How to complete this task: Nothing in the entries should be altered. Write them out in full.

Stored data entries:
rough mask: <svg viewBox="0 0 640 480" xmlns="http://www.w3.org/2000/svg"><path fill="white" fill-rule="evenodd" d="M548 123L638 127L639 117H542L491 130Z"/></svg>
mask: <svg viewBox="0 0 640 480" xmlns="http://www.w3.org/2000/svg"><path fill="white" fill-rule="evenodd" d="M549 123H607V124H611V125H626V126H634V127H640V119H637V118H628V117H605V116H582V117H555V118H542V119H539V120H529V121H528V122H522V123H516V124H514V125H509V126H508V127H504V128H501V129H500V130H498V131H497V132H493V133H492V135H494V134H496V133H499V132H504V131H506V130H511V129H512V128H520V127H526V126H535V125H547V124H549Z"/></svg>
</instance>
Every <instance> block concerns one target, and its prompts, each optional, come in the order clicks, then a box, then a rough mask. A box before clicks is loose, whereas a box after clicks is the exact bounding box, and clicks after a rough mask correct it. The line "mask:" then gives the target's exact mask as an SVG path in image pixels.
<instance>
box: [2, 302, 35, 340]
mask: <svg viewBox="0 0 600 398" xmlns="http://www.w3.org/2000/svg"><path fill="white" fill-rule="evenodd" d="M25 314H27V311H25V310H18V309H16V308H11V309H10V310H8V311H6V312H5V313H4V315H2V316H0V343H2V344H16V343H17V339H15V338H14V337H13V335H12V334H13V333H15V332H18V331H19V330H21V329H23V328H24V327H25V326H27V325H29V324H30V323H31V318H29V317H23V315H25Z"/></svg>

Task result:
rough mask: <svg viewBox="0 0 640 480" xmlns="http://www.w3.org/2000/svg"><path fill="white" fill-rule="evenodd" d="M548 123L638 127L639 117H542L491 130Z"/></svg>
mask: <svg viewBox="0 0 640 480" xmlns="http://www.w3.org/2000/svg"><path fill="white" fill-rule="evenodd" d="M549 123H607V124H611V125H626V126H634V127H640V119H637V118H628V117H605V116H582V117H555V118H542V119H539V120H529V121H528V122H522V123H516V124H514V125H509V126H508V127H504V128H501V129H500V130H498V131H497V132H493V133H492V135H494V134H496V133H499V132H504V131H506V130H511V129H512V128H520V127H526V126H535V125H547V124H549Z"/></svg>
</instance>
Every <instance> block concerns one target, and its prompts, each optional, come in the order clicks, then a box, then a rough mask. A box before clicks is loose, whereas a box after clicks is the exact bounding box, and clicks after a rough mask correct it. The line "mask:" then gives the target's exact mask as an SVG path in image pixels.
<instance>
box: [2, 302, 35, 340]
mask: <svg viewBox="0 0 600 398" xmlns="http://www.w3.org/2000/svg"><path fill="white" fill-rule="evenodd" d="M25 314H27V311H25V310H18V309H16V308H11V309H10V310H8V311H6V312H5V313H4V315H2V316H0V343H2V344H16V343H17V339H15V338H14V337H13V335H12V334H13V333H15V332H18V331H19V330H21V329H23V328H24V327H25V326H27V325H29V324H30V323H31V318H29V317H23V315H25Z"/></svg>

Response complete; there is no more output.